• Required actions
a. Answer these from the album review below:
(i) What country does the post-punk trio come from?
(ii) How many songs are on Outnumbered?
(iii) Who describes the album's dark lyrics as a response to "feeling very alone in the world today"?
b. Please copy the album review below word for word, from "Given everything that’s" up to and including "a year later?)".
**** Selected text ****
Given everything that’s going on right now with coronavirus and COVID-19, it does a feel bit too close for comfort whenever I hear The Foreign Resort’s Mikkel Borbjerg Jakobsen sing “It’s all dead/It’s all in gloom.” (Of course, Outnumbered was released last April, so how, exactly, was a post-punk trio from Denmark supposed to know that a pandemic would sweep the globe less than a year later?)
Indeed, now does seem a bit of an odd time to be listening to an album like Outnumbered. An album begins with death (figurative or otherwise) and ends with these cheery lines: “Inside, nothing but darkness/Hopes have drowned/And we are few.” But reading recent interviews with the band reveals that such lyrics aren’t simply some gothier-than-thou attempt at nihilism and misanthropy. Rather, the album and its dark lyrics are a response to, as Jakobsen puts it, “feeling very alone in the world today against a huge mass of ignorant people that just hate.”
So what prevents Outnumbered from wallowing in the mire? Put simply, these eleven songs go right for the jugular with a bracing blend of razor-sharp post-punk and chilly synth-pop that — most important of all — is supremely catchy. Sure, the band trades in icy synths and slashing guitars, but these songs are replete with hooks galore that are guaranteed to set your feet a‑tapping while preventing the album’s pessimism from bringing you down too much.
**** Entries provided ****
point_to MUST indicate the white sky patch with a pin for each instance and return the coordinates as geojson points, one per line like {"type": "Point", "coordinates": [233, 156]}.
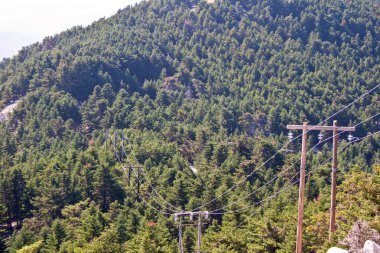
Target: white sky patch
{"type": "Point", "coordinates": [40, 18]}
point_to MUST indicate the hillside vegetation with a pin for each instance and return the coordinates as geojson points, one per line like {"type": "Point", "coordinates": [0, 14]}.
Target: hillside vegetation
{"type": "Point", "coordinates": [173, 85]}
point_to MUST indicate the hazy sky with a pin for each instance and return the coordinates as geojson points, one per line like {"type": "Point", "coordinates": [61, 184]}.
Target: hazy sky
{"type": "Point", "coordinates": [23, 22]}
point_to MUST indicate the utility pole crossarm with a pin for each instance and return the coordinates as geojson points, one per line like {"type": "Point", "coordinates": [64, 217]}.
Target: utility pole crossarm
{"type": "Point", "coordinates": [320, 128]}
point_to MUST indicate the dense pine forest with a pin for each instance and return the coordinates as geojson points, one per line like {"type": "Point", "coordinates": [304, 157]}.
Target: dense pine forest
{"type": "Point", "coordinates": [198, 94]}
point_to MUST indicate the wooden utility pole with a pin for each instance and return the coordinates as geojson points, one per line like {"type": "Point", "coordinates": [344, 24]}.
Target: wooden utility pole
{"type": "Point", "coordinates": [305, 127]}
{"type": "Point", "coordinates": [200, 214]}
{"type": "Point", "coordinates": [180, 238]}
{"type": "Point", "coordinates": [199, 234]}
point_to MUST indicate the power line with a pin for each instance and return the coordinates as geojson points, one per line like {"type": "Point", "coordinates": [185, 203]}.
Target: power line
{"type": "Point", "coordinates": [147, 179]}
{"type": "Point", "coordinates": [290, 166]}
{"type": "Point", "coordinates": [280, 150]}
{"type": "Point", "coordinates": [282, 190]}
{"type": "Point", "coordinates": [149, 205]}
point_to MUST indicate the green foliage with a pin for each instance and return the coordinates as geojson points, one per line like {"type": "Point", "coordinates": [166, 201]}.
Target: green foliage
{"type": "Point", "coordinates": [202, 94]}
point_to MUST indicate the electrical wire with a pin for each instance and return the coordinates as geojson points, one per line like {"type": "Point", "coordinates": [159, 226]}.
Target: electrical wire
{"type": "Point", "coordinates": [282, 172]}
{"type": "Point", "coordinates": [149, 205]}
{"type": "Point", "coordinates": [283, 189]}
{"type": "Point", "coordinates": [147, 179]}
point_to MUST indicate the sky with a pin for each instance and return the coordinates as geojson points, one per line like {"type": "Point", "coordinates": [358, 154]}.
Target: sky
{"type": "Point", "coordinates": [23, 22]}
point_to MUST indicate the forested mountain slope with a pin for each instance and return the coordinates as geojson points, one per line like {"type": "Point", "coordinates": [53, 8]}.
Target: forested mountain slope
{"type": "Point", "coordinates": [189, 83]}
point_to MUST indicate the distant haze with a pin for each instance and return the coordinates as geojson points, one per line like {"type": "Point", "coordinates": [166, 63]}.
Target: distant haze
{"type": "Point", "coordinates": [23, 22]}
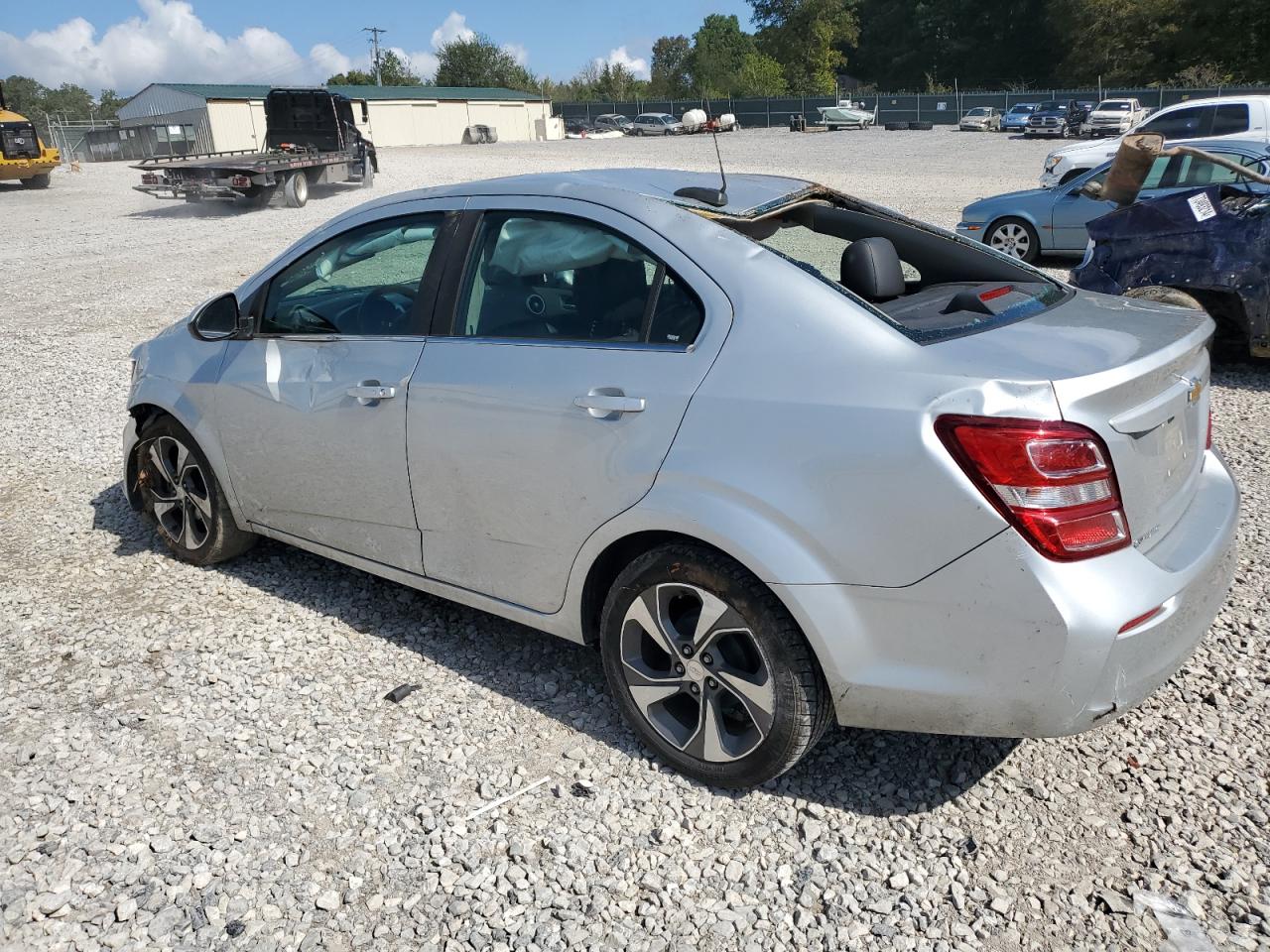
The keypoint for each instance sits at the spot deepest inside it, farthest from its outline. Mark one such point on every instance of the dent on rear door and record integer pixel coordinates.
(509, 476)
****
• Answers to the exercises
a.
(i) Denmark
(ii) Eleven
(iii) Mikkel Borbjerg Jakobsen

b.
Given everything that’s going on right now with coronavirus and COVID-19, it does a feel bit too close for comfort whenever I hear The Foreign Resort’s Mikkel Borbjerg Jakobsen sing “It’s all dead/It’s all in gloom.” (Of course, Outnumbered was released last April, so how, exactly, was a post-punk trio from Denmark supposed to know that a pandemic would sweep the globe less than a year later?)